— Begin The data —

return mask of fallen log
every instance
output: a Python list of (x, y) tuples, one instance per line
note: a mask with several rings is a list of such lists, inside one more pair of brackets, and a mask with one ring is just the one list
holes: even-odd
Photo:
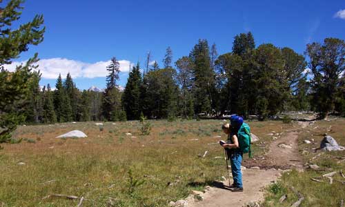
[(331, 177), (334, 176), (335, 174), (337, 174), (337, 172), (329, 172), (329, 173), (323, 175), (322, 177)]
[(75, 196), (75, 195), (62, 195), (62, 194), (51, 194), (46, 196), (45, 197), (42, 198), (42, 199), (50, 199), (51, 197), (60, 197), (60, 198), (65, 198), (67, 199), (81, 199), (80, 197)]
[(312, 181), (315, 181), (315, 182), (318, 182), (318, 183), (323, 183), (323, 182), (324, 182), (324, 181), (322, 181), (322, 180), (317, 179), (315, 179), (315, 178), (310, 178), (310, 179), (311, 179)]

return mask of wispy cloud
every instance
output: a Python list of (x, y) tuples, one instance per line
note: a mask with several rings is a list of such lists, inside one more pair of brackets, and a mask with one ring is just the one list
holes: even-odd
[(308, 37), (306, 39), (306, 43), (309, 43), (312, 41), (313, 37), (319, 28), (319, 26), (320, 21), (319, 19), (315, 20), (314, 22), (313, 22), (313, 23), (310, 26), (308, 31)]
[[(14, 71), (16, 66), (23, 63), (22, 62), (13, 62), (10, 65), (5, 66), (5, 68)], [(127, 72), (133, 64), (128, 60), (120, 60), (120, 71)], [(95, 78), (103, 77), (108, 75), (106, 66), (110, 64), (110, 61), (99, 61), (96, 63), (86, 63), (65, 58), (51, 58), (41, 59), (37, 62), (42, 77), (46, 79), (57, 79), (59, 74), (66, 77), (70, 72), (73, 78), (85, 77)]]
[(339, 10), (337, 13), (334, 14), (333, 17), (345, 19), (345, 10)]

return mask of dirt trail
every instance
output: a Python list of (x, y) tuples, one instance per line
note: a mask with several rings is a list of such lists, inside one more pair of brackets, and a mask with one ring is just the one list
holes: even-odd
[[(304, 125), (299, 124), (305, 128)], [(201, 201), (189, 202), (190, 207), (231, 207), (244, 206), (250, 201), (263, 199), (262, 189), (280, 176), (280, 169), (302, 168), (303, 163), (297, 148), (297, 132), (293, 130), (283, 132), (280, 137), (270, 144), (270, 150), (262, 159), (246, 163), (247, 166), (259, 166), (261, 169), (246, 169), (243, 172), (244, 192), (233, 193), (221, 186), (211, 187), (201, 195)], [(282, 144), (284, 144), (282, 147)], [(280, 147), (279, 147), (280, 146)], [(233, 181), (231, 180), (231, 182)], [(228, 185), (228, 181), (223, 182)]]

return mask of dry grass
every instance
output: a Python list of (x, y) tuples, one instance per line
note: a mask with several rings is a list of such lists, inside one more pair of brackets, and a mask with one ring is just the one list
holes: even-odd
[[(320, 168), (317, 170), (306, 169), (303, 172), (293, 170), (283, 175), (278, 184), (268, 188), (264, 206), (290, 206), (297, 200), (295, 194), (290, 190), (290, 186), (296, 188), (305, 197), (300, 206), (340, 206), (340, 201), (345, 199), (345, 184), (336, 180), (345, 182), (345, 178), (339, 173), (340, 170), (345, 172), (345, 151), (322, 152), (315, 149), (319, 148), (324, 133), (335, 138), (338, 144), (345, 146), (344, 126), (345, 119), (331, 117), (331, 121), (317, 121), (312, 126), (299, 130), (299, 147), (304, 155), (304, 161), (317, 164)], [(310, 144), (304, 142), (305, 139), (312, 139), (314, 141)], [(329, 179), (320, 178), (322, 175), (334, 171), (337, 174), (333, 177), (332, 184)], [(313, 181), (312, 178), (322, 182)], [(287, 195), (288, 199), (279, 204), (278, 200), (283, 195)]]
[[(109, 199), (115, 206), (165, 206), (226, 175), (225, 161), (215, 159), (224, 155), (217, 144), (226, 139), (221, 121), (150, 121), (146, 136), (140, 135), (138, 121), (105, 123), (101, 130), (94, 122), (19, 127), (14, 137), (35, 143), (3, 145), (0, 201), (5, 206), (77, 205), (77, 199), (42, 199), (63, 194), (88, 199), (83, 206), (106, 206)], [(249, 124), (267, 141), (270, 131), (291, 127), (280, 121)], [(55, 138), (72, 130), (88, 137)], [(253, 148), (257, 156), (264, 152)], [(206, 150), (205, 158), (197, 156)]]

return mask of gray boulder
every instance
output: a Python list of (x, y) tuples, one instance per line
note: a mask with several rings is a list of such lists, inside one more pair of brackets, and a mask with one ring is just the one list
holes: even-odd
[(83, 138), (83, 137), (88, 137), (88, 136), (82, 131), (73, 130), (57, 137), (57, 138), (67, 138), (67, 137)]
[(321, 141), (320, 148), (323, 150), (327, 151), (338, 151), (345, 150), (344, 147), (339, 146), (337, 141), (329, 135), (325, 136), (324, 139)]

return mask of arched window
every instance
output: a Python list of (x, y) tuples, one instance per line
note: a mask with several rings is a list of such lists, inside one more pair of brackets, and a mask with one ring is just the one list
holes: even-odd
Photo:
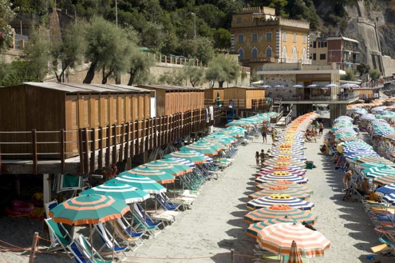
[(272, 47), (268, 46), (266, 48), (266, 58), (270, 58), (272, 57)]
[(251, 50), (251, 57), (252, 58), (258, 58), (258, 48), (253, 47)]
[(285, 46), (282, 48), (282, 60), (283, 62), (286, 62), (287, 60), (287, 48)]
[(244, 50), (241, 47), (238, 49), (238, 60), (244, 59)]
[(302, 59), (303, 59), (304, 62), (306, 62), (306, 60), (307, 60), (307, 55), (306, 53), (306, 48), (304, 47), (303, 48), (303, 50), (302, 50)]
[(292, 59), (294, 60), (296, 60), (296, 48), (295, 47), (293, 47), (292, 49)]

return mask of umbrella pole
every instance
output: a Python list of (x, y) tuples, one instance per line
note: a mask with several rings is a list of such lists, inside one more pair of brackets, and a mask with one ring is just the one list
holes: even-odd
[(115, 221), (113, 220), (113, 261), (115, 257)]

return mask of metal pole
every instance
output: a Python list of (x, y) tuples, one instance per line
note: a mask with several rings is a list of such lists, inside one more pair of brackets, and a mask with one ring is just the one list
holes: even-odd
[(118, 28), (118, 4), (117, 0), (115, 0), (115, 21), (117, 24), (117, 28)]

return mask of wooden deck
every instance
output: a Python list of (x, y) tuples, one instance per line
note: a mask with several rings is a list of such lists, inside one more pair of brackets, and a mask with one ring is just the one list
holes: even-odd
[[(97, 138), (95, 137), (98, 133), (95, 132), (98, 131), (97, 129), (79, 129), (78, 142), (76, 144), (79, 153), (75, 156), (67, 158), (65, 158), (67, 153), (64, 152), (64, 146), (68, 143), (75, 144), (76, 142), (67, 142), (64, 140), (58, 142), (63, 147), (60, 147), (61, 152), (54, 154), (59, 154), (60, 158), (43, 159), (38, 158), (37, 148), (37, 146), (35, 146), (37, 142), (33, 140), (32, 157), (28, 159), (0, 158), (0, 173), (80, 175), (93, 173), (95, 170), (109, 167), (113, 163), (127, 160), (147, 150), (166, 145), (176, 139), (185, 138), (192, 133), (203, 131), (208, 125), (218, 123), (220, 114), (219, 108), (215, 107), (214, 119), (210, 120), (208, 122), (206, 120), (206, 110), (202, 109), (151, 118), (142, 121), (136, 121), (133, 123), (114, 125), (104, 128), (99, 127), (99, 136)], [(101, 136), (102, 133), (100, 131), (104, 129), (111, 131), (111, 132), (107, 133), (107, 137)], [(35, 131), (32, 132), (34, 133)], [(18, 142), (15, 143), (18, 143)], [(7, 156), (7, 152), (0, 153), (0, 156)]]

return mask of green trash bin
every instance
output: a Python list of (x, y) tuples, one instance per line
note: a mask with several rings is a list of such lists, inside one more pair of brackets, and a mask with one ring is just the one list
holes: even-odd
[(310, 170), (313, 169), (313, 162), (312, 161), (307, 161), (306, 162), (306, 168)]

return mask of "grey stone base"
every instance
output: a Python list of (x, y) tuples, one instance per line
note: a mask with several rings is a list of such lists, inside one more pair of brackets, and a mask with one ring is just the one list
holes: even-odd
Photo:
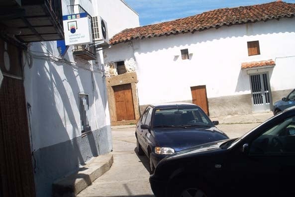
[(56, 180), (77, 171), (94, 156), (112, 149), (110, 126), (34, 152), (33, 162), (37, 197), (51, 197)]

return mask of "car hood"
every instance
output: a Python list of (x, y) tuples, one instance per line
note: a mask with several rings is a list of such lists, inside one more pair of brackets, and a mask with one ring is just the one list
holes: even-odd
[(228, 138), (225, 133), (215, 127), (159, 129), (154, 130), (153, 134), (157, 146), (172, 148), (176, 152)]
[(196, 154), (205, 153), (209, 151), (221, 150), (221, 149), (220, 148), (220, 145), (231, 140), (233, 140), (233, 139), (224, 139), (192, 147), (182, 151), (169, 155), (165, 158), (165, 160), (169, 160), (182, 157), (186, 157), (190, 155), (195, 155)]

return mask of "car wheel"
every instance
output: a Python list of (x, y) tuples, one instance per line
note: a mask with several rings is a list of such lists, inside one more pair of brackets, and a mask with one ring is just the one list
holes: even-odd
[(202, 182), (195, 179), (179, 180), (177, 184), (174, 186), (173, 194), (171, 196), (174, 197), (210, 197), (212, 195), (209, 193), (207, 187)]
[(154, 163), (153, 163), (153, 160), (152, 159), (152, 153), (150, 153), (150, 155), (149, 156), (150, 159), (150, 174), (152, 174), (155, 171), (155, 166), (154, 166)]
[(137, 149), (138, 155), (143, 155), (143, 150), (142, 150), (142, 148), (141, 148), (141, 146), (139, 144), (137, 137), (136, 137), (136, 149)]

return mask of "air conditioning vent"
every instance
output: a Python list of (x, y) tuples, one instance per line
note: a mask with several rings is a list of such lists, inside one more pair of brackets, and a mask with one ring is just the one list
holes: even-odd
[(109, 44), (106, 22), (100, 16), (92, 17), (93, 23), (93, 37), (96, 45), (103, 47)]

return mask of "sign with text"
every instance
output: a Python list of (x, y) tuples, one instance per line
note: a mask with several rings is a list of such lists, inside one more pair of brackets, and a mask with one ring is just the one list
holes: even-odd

— End The data —

Which lines of the items above contain the word "pole"? Report each of those lines in full.

return mask of umbrella pole
return mask of metal pole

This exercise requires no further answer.